• **TASK TO COMPLETE**: Output every line below exactly.

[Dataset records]
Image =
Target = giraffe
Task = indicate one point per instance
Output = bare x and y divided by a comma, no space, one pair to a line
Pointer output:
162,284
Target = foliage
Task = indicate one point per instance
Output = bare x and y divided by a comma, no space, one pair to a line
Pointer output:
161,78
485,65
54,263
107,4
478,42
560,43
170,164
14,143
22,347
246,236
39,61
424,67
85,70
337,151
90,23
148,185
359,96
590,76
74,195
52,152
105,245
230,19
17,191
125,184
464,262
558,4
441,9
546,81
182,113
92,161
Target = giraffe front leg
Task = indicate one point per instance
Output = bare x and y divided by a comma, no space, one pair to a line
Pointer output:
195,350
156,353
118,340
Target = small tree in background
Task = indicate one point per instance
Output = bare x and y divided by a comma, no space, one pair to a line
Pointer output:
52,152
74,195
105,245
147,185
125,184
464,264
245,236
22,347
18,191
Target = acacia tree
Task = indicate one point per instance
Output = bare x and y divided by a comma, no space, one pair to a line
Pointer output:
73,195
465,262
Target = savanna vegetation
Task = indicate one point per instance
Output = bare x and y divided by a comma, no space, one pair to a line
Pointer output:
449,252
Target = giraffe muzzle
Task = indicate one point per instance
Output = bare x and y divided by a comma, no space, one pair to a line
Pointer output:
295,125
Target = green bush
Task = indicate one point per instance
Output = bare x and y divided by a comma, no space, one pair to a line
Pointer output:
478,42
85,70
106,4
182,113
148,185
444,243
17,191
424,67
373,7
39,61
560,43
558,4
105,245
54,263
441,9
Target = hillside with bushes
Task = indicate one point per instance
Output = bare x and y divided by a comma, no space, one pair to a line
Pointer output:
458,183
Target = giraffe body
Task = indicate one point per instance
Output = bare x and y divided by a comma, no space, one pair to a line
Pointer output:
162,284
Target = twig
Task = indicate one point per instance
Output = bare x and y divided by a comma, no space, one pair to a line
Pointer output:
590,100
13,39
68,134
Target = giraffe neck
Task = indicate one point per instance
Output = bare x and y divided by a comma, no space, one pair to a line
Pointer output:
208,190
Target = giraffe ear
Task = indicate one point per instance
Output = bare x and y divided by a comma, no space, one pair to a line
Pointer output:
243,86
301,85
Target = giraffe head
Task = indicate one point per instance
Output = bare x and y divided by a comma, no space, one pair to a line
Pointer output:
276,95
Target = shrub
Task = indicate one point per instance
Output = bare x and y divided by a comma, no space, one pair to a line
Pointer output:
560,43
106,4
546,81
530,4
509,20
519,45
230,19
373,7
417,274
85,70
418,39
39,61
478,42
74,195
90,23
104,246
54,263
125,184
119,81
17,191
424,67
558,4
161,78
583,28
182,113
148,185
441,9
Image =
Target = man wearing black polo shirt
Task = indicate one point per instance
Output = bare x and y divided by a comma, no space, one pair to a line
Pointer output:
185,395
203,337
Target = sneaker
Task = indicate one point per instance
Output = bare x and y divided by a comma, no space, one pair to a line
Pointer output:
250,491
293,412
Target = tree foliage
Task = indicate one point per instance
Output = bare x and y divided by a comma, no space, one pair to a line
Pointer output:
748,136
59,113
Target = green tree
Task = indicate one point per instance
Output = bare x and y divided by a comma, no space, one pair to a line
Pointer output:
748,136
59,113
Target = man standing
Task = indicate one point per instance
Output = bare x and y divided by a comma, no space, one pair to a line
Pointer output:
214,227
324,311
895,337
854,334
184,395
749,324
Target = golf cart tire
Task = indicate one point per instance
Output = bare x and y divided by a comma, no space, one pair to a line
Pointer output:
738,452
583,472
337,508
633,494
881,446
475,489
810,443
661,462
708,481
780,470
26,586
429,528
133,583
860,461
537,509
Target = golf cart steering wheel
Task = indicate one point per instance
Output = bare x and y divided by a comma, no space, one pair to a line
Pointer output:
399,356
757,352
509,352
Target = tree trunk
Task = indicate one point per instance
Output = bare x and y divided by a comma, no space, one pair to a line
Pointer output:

• **EXERCISE OUTPUT**:
Image =
Target = giraffe
Task = indicate one point per instance
Output = bare x and y divided by a comma, no space, one pair to a line
Pointer output:
162,284
Target = foliage
Task = indicate one point per instance
Output = bare x and y divided by a comma, no space, one pair to a line
Pointer output:
161,78
485,65
54,263
107,4
478,42
560,43
170,164
14,143
22,347
246,236
39,61
424,67
85,70
337,151
90,23
148,185
359,96
590,76
74,195
52,152
105,245
230,19
17,191
125,184
464,262
558,4
441,9
546,81
182,113
92,161
Target = giraffe front leg
Task = indicate one point per instance
Output = bare x and y divided by a comma, no space, one pair to a line
Pointer output:
195,350
156,353
118,340
Target = small tree in background
Task = indicate one point per instance
Output = bare x and y divided by a comma, no space, one pair to a line
Pointer output:
52,152
74,195
105,245
147,185
125,184
464,264
245,236
22,347
18,191
Target = acacia tree
Task = indicate one point per instance
Output = bare x and y divided by a comma, no space, one pair to a line
Pointer output:
73,195
465,262
Target = savanna vegetation
Task = indicate one point per instance
Output = bare x and y divided by a comma, no space, one pair to a line
Pointer output:
449,252
Target = giraffe muzzle
Task = indicate one point per instance
Output = bare x and y divided by a comma, no space, one pair to a line
Pointer output:
295,125
Target = green bush
Task = indicate one point per instance
Output = bare x and y divided by a comma, no space, one pair to a line
Pointer output:
478,42
85,70
106,4
182,113
148,185
444,243
17,191
424,67
373,7
39,61
560,43
558,4
105,245
54,263
441,9
Target = hillside with bushes
Task = indicate one point per instance
Output = bare x and y divided by a comma, no space, one pair to a line
Pointer output:
458,183
Target = giraffe body
Task = indicate one point per instance
Output = bare x and y divided by a comma, no space, one pair to a line
Pointer output:
162,284
Target = twig
Task = indicate one point per instance
Output = bare x and y divided by a comma, no space, one pair to a line
Pointer output:
590,100
13,39
68,134
Target = giraffe neck
Task = indicate one point per instance
Output = bare x and y divided by a comma, no space, one pair to a line
Pointer output:
208,190
Target = giraffe ear
Task = indicate one point per instance
Output = bare x and y divided by a comma, no space, one pair to a line
Pointer output:
243,86
301,85
Target = giraffe head
Task = indicate one point per instance
Output = bare x and y divided by a comma, no space, one pair to a line
Pointer output:
276,95
Target = shrub
Task = indicate one point per instance
Output = bare x and y divided by a comma, no space, one pair to a line
Pointer output:
560,43
106,4
546,81
530,4
509,20
519,45
230,19
373,7
417,274
85,70
418,39
39,61
478,42
74,195
90,23
104,246
54,263
125,184
119,81
17,191
424,67
558,4
161,78
583,28
182,113
148,185
441,9
Image =
Target = man wearing black polo shirt
Task = indicate one point per instance
Output = bare x and y divided by a comma, no space, one pair to a line
Pointer output:
185,395
203,337
Target = sneaker
Task = indicate one point per instance
Output = bare x and y divided by a comma, no space, one pair to a line
Pointer output:
250,491
293,412
Target = tree foliage
Task = indicate one point per instance
Output = bare x and y divided by a comma, no space, one pair to a line
Pointer output:
748,136
59,113
Target = green tree
Task = indicate one point per instance
Output = bare x and y divided by a comma, no space, one pair to a line
Pointer output:
748,136
59,113
Target = man standing
Task = indicate one point per instance
Output = bare x and y divided by a comma, no space, one pair to a line
Pointer output:
214,227
324,311
895,337
854,334
184,395
749,324
Target = golf cart tire
Task = indicate one point per instance
Output = bare x and y divided by a comma, no space, one pair to a line
Pointer output:
738,452
583,472
337,508
633,494
881,446
475,489
810,443
661,462
708,481
780,470
26,586
429,528
133,583
860,461
537,509
Target = golf cart steering wheel
Task = indicate one point per instance
Output = bare x and y divided by a comma, no space, one pair to a line
Pointer output:
399,356
757,352
509,352
Target = tree trunk
Task = indicate one point per instance
Output = bare x and y divided by a comma, no space, one pair to a line
Pointer output:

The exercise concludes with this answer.